Problem requirements:
Make an exact transcription of the data below.

Given data:

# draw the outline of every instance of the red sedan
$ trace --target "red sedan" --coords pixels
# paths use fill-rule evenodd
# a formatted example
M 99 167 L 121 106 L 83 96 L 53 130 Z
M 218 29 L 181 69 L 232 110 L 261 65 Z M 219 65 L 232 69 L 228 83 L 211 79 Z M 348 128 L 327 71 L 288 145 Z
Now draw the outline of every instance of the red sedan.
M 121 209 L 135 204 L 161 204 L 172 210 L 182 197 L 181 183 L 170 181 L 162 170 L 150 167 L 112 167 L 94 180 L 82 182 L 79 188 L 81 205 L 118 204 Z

Answer box:
# draw the outline of every instance of the red sedan
$ trace --target "red sedan" --coords pixels
# paths use fill-rule evenodd
# a formatted example
M 99 167 L 121 106 L 83 96 L 53 130 Z
M 218 29 L 181 69 L 232 110 L 261 65 Z M 219 65 L 232 69 L 228 83 L 211 79 Z M 348 128 L 327 71 L 288 145 Z
Now draw the outline of every instance of the red sedan.
M 121 209 L 135 204 L 161 204 L 172 210 L 182 197 L 181 183 L 170 181 L 162 170 L 150 167 L 112 167 L 94 180 L 82 182 L 79 188 L 81 205 L 118 204 Z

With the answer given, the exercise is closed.